▶ ABOUT THIS TASK: All of the records shown below need to be copied with no differences.

⟨

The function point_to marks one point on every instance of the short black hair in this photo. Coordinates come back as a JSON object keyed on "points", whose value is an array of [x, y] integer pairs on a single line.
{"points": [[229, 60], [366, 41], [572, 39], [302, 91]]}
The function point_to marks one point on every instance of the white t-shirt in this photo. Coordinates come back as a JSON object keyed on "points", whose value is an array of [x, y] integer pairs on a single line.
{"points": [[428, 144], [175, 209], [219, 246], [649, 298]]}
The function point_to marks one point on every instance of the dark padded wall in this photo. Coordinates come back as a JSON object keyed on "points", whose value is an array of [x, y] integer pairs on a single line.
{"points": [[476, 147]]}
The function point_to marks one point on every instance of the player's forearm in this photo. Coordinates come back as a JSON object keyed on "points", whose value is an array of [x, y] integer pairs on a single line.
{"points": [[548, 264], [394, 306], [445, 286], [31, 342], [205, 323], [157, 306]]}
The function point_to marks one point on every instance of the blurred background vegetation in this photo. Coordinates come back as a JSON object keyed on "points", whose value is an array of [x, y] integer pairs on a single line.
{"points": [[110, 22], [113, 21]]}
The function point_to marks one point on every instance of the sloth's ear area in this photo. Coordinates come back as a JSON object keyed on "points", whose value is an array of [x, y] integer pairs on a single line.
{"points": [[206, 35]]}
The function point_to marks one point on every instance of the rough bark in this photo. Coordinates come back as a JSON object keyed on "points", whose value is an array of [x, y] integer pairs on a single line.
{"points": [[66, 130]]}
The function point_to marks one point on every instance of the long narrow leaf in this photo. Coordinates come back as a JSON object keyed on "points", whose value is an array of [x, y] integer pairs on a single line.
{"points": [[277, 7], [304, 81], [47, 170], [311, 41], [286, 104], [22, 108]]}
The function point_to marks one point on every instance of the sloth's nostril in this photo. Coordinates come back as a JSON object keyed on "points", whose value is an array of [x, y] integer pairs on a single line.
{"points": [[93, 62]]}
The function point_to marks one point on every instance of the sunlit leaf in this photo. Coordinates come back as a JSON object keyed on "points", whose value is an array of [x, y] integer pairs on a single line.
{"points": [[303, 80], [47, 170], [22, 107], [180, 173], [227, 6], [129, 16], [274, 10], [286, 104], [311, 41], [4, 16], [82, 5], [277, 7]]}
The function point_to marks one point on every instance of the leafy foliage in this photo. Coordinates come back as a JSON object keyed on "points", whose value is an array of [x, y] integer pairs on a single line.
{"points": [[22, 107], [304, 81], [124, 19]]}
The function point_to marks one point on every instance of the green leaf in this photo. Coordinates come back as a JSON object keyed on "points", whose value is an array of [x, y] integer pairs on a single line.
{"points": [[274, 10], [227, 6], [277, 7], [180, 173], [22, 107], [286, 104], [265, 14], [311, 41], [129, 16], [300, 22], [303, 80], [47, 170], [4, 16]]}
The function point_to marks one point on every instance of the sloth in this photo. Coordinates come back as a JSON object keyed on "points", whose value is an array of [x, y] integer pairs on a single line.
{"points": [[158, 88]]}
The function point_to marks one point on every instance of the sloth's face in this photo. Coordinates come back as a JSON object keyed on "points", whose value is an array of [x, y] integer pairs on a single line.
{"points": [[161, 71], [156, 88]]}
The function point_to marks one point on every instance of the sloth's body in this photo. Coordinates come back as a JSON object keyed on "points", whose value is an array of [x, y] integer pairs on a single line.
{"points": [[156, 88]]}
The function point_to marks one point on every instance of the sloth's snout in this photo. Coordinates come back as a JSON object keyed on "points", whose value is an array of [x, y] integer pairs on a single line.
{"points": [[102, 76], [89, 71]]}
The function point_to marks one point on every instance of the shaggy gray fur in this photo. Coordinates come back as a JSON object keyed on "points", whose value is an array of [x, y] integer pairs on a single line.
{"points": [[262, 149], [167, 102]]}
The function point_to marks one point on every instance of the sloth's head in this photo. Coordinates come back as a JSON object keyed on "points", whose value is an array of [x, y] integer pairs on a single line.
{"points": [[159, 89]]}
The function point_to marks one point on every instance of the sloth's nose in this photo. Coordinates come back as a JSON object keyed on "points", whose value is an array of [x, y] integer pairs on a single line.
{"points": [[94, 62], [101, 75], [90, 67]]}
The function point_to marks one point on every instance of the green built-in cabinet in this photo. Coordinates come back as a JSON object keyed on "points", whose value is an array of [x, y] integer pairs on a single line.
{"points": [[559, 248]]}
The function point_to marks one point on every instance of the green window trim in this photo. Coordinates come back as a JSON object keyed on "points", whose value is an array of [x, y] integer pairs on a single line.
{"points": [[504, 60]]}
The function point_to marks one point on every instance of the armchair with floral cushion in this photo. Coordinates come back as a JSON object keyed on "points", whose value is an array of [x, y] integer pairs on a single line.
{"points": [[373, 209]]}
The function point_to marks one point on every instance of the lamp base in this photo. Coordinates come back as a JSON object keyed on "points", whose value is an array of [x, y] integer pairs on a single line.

⟩

▶ ANSWER SECTION:
The function point_to marks one point on every instance of the short black hair in this photo. Coordinates come back as a JSON object keyed on "points", whose value is an array of [x, y] integer pairs on a single line.
{"points": [[229, 60], [366, 41], [572, 39], [302, 91]]}
The function point_to marks one point on every instance of the white t-shirt in this photo. Coordinates come back as a JSON object keyed on "points", whose value is an array of [x, y] integer pairs on a single line.
{"points": [[428, 144], [175, 209], [219, 246], [649, 298]]}
The function point_to marks one point on every instance of the dark padded wall in this photo. Coordinates come back as a JSON object keyed on "points", whose value is an array of [x, y] integer pairs on a single line.
{"points": [[476, 147]]}
The function point_to marks one point on every instance of the player's forearm in this photo. Coordinates come back as a JSON object keyed on "points", whose value is an array of [x, y] integer pairs on a single line.
{"points": [[548, 264], [394, 306], [445, 286], [31, 342], [205, 323], [157, 306]]}
The function point_to marks one point on every instance of the blurred background vegetation in this photo. Coordinates come back as a JSON object keyed on "points", whose value is an array of [x, y] integer pairs on a single line.
{"points": [[110, 22], [113, 21]]}
The function point_to marks one point on every instance of the sloth's ear area in this photo. Coordinates come back as a JSON object keyed on "points", whose value is an array of [x, y] integer pairs on a single line.
{"points": [[206, 35]]}
The function point_to marks one point on every instance of the rough bark in this photo. Coordinates come back as a JSON object keyed on "points", whose value is an array of [x, y] integer pairs on a single line.
{"points": [[66, 130]]}
The function point_to marks one point on every instance of the long narrow leaf in this photo. Coordinates come back as a JSON object keyed on "points", whose value is an array of [x, y] integer pairs on a single line.
{"points": [[277, 7], [304, 81], [47, 170], [311, 41], [286, 104], [22, 108]]}
The function point_to marks one point on every instance of the sloth's nostril in this photo. Coordinates come back as a JSON object keyed on "points", whose value is an array of [x, y] integer pairs on a single line.
{"points": [[93, 62]]}
The function point_to marks one point on every instance of the sunlit leaf in this photo. Coordinates come back as a JSON object keyed on "points", whose value is an array of [x, y] integer pairs on a single line.
{"points": [[303, 80], [47, 170], [22, 107], [180, 173], [227, 6], [129, 16], [274, 10], [286, 104], [311, 41], [4, 16], [82, 5], [277, 7]]}
The function point_to marks one point on every instance of the leafy foliage in this photo. Coordinates come back as a JSON object keyed on "points", whose value is an array of [x, y] integer pairs on a single line.
{"points": [[22, 107], [304, 81], [124, 19]]}
The function point_to marks one point on every instance of the green leaf in this photo. Coordinates come back as a JSON object keyed on "points", whose value is an array of [x, y] integer pairs on a single line.
{"points": [[274, 10], [227, 6], [277, 7], [180, 173], [22, 107], [286, 104], [265, 14], [311, 41], [129, 16], [300, 22], [303, 80], [47, 170], [4, 16]]}
The function point_to marks one point on every instance of the sloth in this photo. Coordinates come back as a JSON object keyed on "points", whose value is an array of [x, y] integer pairs on a single line.
{"points": [[158, 88]]}
The function point_to marks one point on every instance of the sloth's face in this photo. Coordinates come back as a JSON object keyed on "points", whose value is an array of [x, y] integer pairs on a single line.
{"points": [[161, 71], [156, 88]]}
The function point_to marks one point on every instance of the sloth's body in this photo. Coordinates come back as a JSON object keyed on "points", whose value is an array of [x, y] integer pairs on a single line.
{"points": [[156, 88]]}
The function point_to marks one point on every instance of the sloth's snout in this photo. Coordinates come back as a JSON object keyed on "points", whose value is an array of [x, y] integer pairs on a single line.
{"points": [[102, 76], [89, 71]]}
The function point_to marks one point on every instance of the shaggy gray fur in this photo. Coordinates come back as a JSON object keyed on "points", whose value is an array of [x, y] integer pairs on a single line.
{"points": [[262, 149], [167, 102]]}
The function point_to marks one point on every instance of the sloth's head in this photo. Coordinates come back as a JSON object keyed on "points", whose value is an array of [x, y] integer pairs on a single line.
{"points": [[159, 89]]}
The function point_to marks one point on every instance of the sloth's nose in this photo. Coordinates come back as a JSON object keyed on "points", whose value is an array of [x, y] integer pairs on a single line.
{"points": [[94, 62], [101, 75], [90, 67]]}
The function point_to marks one point on every instance of the green built-in cabinet in this photo. Coordinates come back as a JSON object keyed on "points", whose value is an array of [x, y] integer pairs on a single line.
{"points": [[559, 248]]}
The function point_to marks one point on every instance of the green window trim in this photo. Coordinates come back as a JSON object keyed on "points", whose value is an array of [x, y] integer pairs on a single line.
{"points": [[504, 60]]}
The function point_to marks one point on every instance of the armchair with floral cushion in this photo. Coordinates come back as a JSON object keyed on "points", whose value is an array of [x, y] integer pairs on a single line.
{"points": [[373, 209]]}
The function point_to marks one point on every instance of the lamp base in this photo. Coordinates come back as a JSON object keyed on "points", whose value is an array of [x, y] integer pairs on a single line.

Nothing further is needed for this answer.